Page extract -
======
Essix Reloaded – part 1: test setup

Introduction

You might have missed that new kid on the block, Essix (pronounce: S6), an essential simple secure stable scalable stateless server for HTTP resources. It’s my take at a just-what-you-need approach to the things-you-need-in-every-project; a resilient barebone backbone for whatever you find is still missing on the web. Maybe you missed it because it was lacking some rubber-hit-road existential litmus testing. Then read on to see how that got fixed.

The test case presented itself to me in the form of a petition running in the Netherlands about all the damage and suffering caused by decades-long greedily drilling for natural gas in one relatively peripheral part of the country. Each time the subject was brought up in one of the nightly talk shows on TV, some 10 to 20 thousand more people signed the petition, but each time, that was despite of their website crashing severely under the sudden load. So I rebuilt that petition page in Essix, put it on the rack, and tightened the thumbscrews.

In this first part, I describe:

  • how the test site was built
  • problems encountered
  • decisions taken, and their motivation
  • features added to the underlying packages
  • the composition of the actual load test
  • how to pull up a computing environment to run the tests

A second part will follow, describing the test results.

Test setup

To set up the test site, I installed Essix,

$ go get -u github.com/wscherphof/essix

initialised a new app,

$ essix init github.com/wscherphof/petities

took the html from petities.nl, stripped it down to its bare bones, solidified it in a template, defined some messages, designed a data model, defined some routes & their handlers, and styled the thing up.

Since this project is also arguably the first serious drive with Essix altogether, I ran into some things that are worth mentioning here:

Backend

Multi-language entity fields

Though multi-language “messages” were an integral part of Essix already, using the message type as field values in the entity data model is new, eg:

groningen := model.InitPetition("groningen")
groningen.Caption = msg.New().
 Set("nl", "Laat Groningen niet zakken").
======
Stored items from a collection

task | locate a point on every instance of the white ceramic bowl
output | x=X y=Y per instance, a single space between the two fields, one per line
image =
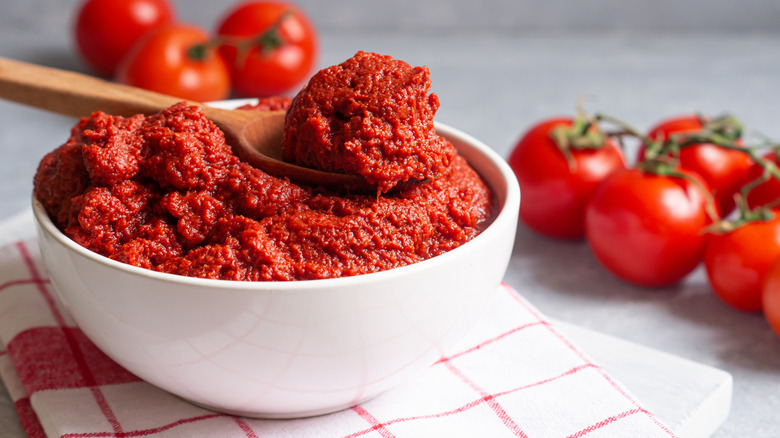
x=287 y=349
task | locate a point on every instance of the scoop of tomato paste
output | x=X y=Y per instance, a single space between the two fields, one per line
x=371 y=115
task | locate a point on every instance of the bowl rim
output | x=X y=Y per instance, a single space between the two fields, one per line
x=508 y=206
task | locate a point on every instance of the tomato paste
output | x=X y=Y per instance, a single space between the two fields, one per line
x=165 y=191
x=372 y=116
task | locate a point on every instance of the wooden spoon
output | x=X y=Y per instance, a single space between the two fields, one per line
x=255 y=136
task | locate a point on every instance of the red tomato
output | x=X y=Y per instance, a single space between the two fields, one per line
x=770 y=295
x=647 y=229
x=768 y=191
x=555 y=195
x=283 y=55
x=738 y=261
x=724 y=170
x=162 y=62
x=106 y=30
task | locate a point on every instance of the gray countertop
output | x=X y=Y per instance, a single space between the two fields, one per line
x=493 y=86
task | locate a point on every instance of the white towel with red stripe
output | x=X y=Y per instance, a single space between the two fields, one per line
x=514 y=375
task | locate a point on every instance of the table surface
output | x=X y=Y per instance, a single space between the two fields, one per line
x=494 y=87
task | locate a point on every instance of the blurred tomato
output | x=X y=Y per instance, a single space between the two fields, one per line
x=767 y=192
x=106 y=30
x=724 y=170
x=555 y=190
x=271 y=47
x=175 y=60
x=737 y=262
x=646 y=228
x=770 y=295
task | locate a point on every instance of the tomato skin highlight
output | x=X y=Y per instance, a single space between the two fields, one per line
x=647 y=229
x=106 y=30
x=553 y=195
x=737 y=262
x=160 y=62
x=259 y=74
x=725 y=171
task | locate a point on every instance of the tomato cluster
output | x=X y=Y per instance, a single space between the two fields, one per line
x=695 y=193
x=259 y=48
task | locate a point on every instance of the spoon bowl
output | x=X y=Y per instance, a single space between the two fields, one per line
x=255 y=136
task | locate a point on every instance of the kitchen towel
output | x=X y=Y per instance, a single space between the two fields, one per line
x=514 y=375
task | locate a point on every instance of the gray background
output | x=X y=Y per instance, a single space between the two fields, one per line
x=499 y=66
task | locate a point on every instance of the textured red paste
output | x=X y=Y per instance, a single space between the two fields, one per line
x=165 y=192
x=371 y=116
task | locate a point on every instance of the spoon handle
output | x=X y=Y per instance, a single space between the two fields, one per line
x=74 y=94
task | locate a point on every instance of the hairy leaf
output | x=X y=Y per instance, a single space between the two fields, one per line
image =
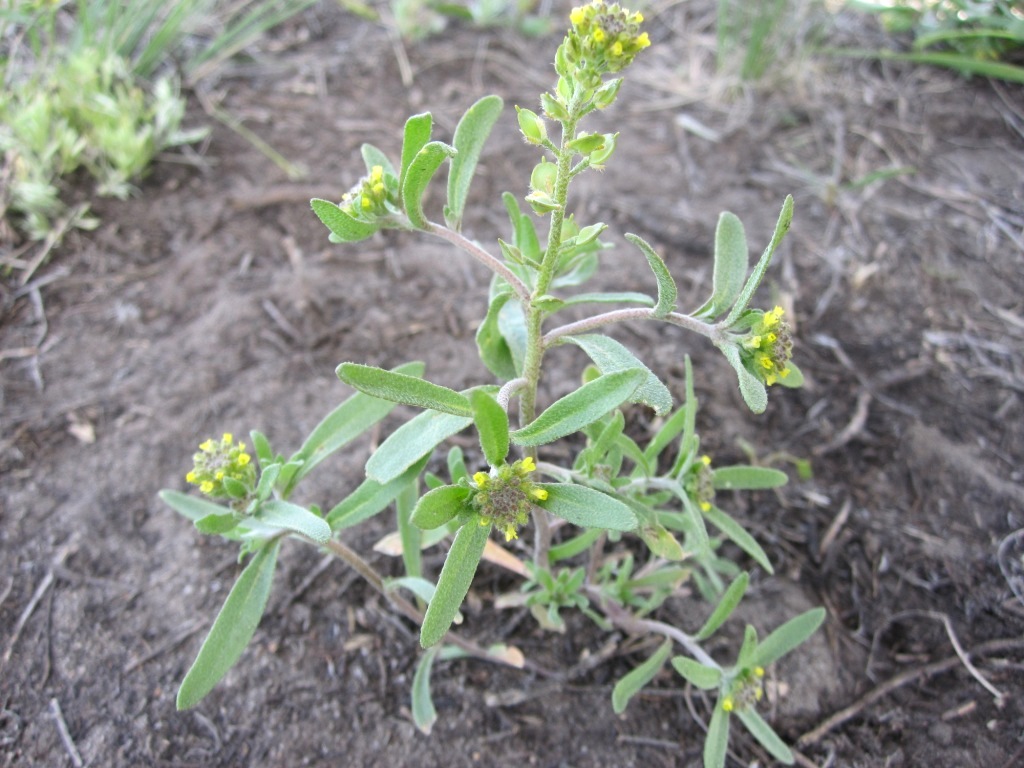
x=233 y=628
x=577 y=410
x=453 y=584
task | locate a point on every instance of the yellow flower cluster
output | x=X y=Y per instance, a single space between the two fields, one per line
x=220 y=462
x=700 y=483
x=747 y=690
x=768 y=347
x=604 y=37
x=369 y=198
x=505 y=497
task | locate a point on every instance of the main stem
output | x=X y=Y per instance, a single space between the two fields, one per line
x=535 y=317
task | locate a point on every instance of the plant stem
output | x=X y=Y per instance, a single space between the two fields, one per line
x=625 y=620
x=365 y=569
x=494 y=264
x=617 y=315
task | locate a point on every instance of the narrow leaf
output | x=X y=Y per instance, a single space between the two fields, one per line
x=787 y=637
x=577 y=410
x=705 y=678
x=751 y=387
x=345 y=423
x=492 y=345
x=632 y=683
x=717 y=739
x=764 y=733
x=493 y=425
x=232 y=629
x=739 y=537
x=731 y=259
x=412 y=441
x=667 y=291
x=437 y=507
x=470 y=135
x=741 y=477
x=587 y=508
x=422 y=169
x=725 y=606
x=609 y=356
x=781 y=227
x=343 y=225
x=396 y=387
x=295 y=518
x=372 y=497
x=415 y=137
x=453 y=584
x=424 y=714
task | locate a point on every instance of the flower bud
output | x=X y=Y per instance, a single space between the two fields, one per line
x=531 y=126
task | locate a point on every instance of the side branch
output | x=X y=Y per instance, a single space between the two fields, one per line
x=619 y=315
x=483 y=257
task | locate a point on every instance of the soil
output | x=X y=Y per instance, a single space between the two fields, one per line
x=213 y=302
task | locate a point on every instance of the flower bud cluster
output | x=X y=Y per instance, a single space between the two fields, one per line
x=745 y=691
x=222 y=469
x=504 y=498
x=604 y=38
x=369 y=198
x=700 y=483
x=767 y=348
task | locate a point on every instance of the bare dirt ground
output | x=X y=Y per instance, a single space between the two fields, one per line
x=212 y=302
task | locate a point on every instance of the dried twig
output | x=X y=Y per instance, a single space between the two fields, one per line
x=910 y=676
x=66 y=738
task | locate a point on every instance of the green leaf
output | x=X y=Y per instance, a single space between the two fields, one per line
x=739 y=537
x=705 y=678
x=372 y=497
x=437 y=507
x=412 y=441
x=216 y=524
x=492 y=345
x=731 y=259
x=577 y=410
x=764 y=733
x=717 y=739
x=345 y=423
x=512 y=325
x=587 y=508
x=781 y=227
x=415 y=137
x=343 y=225
x=295 y=518
x=424 y=714
x=660 y=542
x=493 y=424
x=787 y=637
x=232 y=629
x=610 y=356
x=422 y=169
x=667 y=291
x=741 y=477
x=751 y=387
x=389 y=385
x=470 y=135
x=262 y=448
x=725 y=606
x=631 y=684
x=453 y=584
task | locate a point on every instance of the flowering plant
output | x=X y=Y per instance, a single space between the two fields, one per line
x=659 y=493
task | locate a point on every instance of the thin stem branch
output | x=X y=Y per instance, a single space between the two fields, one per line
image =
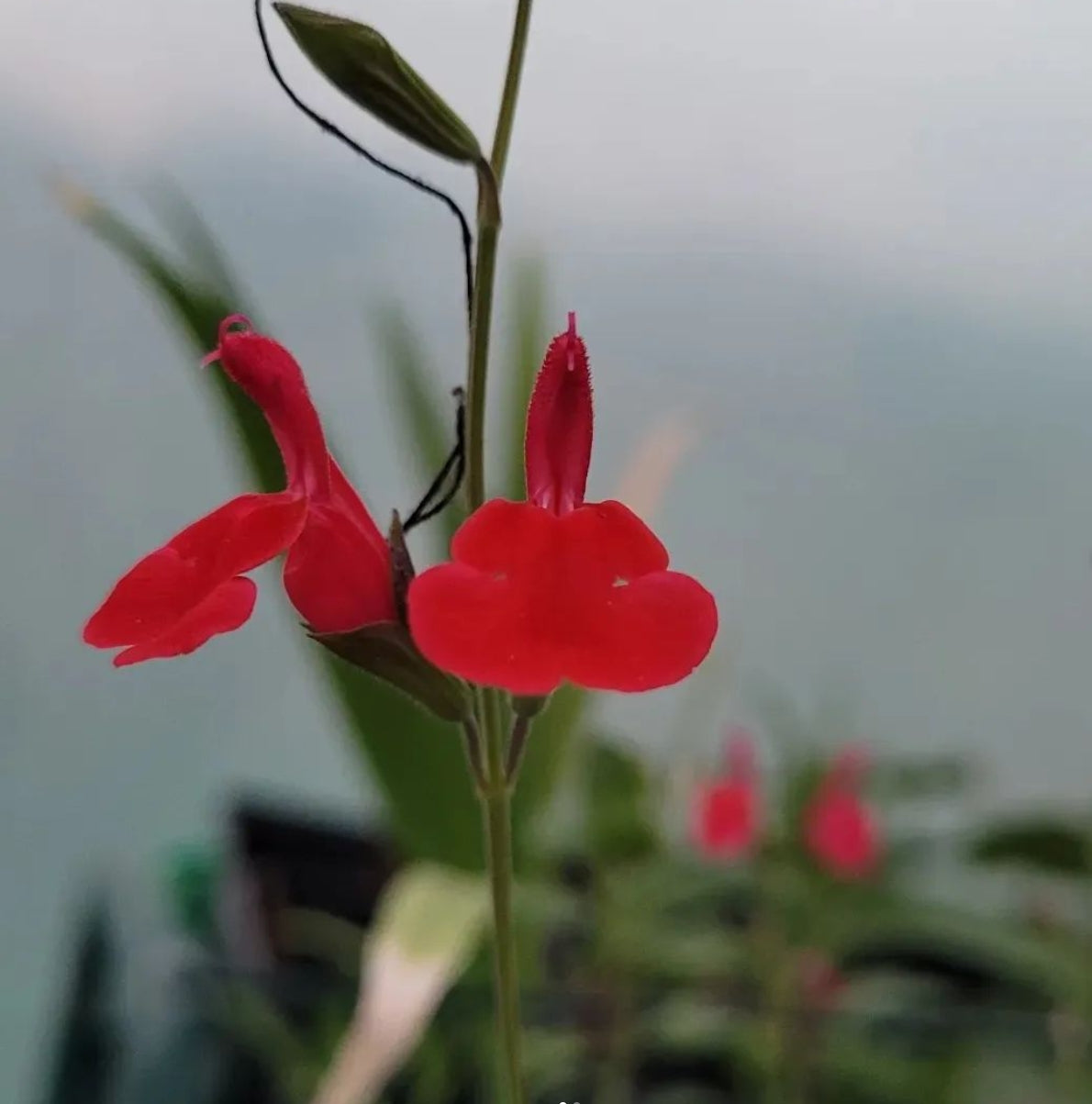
x=473 y=742
x=503 y=139
x=517 y=743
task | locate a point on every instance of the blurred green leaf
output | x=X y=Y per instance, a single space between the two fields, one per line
x=1044 y=842
x=619 y=808
x=432 y=912
x=90 y=1051
x=919 y=776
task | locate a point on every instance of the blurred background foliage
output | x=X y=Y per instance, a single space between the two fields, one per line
x=962 y=973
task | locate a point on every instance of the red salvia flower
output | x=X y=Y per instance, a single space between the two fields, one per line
x=727 y=810
x=557 y=588
x=840 y=828
x=337 y=572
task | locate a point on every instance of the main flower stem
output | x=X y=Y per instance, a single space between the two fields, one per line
x=496 y=794
x=498 y=826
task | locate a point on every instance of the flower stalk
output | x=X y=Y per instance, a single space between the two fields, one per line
x=496 y=797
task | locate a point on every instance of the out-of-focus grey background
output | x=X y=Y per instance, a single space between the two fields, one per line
x=852 y=239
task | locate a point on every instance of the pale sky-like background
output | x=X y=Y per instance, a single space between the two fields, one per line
x=852 y=238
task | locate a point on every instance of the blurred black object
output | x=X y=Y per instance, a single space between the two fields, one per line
x=150 y=1011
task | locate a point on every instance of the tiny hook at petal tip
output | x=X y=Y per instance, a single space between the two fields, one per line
x=237 y=320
======
Task instructions -
a – According to the Essix load-test article, how many more people signed the petition each time the subject came up on a nightly talk show?
b – Please continue the Essix load-test article from the point where it stops.
These entries have nothing to do with the Essix load-test article.

Answers to each task -
a – Some 10 to 20 thousand more people.

b –
 Set("en", "Don’t let Groningen down")

Counting

The representation of a specific petition includes a statement on the current number of signatures for that petition. To keep that statement fresh, we could update the signature count for a petition with each new signature. Then again, on a high signing load, that counter will be hot like hell. If there must be one main performance bottleneck, it really shouldn’t be this trivial counter thing.

One part of the fix is to only update an in-memory variable on each signature’s confirmation, and to spin off a parallel goroutine that persists the new counts in the entity model at a regular interval. Since that will lead to inconsistencies when stopping application service instances, there’s an accompanying synchronisation resource, which enables scheduling (e.g. nightly) of the relatively costly operation of actually counting all confirmed signatures for each petition.

Multiple tables for same entity type

Another fix for the counting problem is the new ability to use different database tables for one and the same entity type; in this case: one separate table of signatures for each specific petition record. The signatures table is registered when a new petition record is saved.

Confirmation emails

Gotcha! 😀 This is all copy & paste from basic Essix 😀 👊 💫

Frontend

Progressive enhancement

Did anyone mention it had to be resilient? The core functionality stands in just plain HTML + HTTP:

Schermafbeelding 2017-05-09 om 11.18.46
Look mama, no styles!

Admittedly, with support for the CSS style sheet, things improve considerably. Even without a single line of JavaScript:

Schermafbeelding 2017-05-09 om 14.23.58.png
Look mama, no JavaScript!

There is some JavaScript involved though, mainly about the signature form. The tricky thing there is that the signature form isn’t really part of the petition resource.

Resource-in-a-resource

A GET request to the /signature resource renders the form that can POST the data to sign a petition. That same form is shown as part of the representation of a /petition resource, as seen above. One can of course cheat a bit, and just include the signature form as an integral part of the petition page. A major downside then is that submitting the form will result in a refresh of the entire page.

Luckily, HTML provides a nice solution for this out of the box: with the iframe element, we position an inline frame on the /petition page, that issues a separate request for the /signature resource, and shows the resulting form. When the form is posted, the /petition page remains untouched, while the iframe renders the /signature response:

Schermafbeelding 2017-05-09 om 21.39.44.png
iframe on /petition page, showing POST /signature response

As a fallback for (ancient) browsers that don’t support the iframe element, the signature form is included inline. In that case, if JavaScript is available, we prevent the full page refresh by intercepting the form submit, sending the POST request through Ajax, plucking the body contents out of the response, and putting that in the place of the form element.

Note that the wildly popular Ajax solution is not the first thing we turn to, but some kind of a last resort – we won’t depend on JavaScript if we don’t have to.

This whole package is sitting on the /petition template. There’s also some dynamic resizing of the iframe’s height going on, to enable its sticky positioning.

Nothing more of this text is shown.